** Opening Supplied records block **

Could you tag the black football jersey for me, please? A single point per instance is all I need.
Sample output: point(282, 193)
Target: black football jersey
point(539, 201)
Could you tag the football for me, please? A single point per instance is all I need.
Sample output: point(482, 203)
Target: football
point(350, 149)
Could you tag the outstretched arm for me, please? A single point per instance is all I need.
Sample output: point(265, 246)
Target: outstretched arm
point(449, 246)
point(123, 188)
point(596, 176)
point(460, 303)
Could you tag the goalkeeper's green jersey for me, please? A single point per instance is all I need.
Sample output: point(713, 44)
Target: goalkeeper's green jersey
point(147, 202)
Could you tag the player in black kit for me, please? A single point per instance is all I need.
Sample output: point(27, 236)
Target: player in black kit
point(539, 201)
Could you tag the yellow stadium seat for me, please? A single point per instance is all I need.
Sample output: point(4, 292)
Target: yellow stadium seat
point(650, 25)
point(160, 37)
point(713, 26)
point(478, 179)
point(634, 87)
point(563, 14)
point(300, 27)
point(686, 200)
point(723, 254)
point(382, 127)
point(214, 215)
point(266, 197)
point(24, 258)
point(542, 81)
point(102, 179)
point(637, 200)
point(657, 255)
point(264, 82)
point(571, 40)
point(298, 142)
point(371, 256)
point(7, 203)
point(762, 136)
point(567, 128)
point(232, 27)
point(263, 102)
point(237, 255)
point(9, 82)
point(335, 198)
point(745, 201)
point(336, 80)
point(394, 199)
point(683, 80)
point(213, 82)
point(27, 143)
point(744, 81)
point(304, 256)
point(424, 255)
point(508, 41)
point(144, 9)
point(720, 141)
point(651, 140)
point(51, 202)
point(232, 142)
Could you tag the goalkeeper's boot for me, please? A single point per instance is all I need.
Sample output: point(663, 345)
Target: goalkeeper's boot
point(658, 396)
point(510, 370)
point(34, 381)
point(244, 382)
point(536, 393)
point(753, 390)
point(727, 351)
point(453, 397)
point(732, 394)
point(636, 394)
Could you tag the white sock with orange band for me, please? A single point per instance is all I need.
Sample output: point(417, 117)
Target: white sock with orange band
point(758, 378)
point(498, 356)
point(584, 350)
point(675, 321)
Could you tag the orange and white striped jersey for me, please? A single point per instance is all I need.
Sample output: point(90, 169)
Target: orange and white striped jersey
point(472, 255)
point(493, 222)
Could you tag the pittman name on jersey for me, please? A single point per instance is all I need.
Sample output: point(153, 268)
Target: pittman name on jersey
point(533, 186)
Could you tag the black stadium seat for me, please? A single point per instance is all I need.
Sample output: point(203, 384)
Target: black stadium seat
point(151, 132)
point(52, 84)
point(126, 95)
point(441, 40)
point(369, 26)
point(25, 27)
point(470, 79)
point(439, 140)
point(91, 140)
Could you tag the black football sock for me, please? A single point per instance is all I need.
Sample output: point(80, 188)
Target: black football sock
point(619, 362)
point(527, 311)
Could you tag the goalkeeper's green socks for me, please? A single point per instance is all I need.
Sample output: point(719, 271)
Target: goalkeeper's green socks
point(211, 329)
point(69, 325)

** Closing Supplied records block **

### Problem description
Repeat exactly the lines from the line containing "Target: orange and white striped jersey" through the last line of the records above, including both, and nothing else.

### Finished task
Target: orange and white striped jersey
point(472, 255)
point(493, 222)
Could you tag the pittman name on jersey for me, please? A single point per instance is all I need.
Sample output: point(153, 268)
Target: pittman name on jersey
point(533, 186)
Could you tag the black stadium seat for me, please? A single point per instance is all I need.
Sample output: point(203, 384)
Target: black stadium seat
point(151, 132)
point(52, 84)
point(126, 95)
point(441, 40)
point(369, 26)
point(25, 27)
point(470, 79)
point(439, 140)
point(91, 140)
Could you tag the black football sock for me, please? A single point per instance is all I need.
Sample output: point(80, 188)
Target: black football sock
point(619, 362)
point(527, 311)
Could you tag the goalkeeper's green socks for me, please? A single point per instance is all I need.
Sample output: point(719, 271)
Target: goalkeeper's green socks
point(211, 329)
point(69, 325)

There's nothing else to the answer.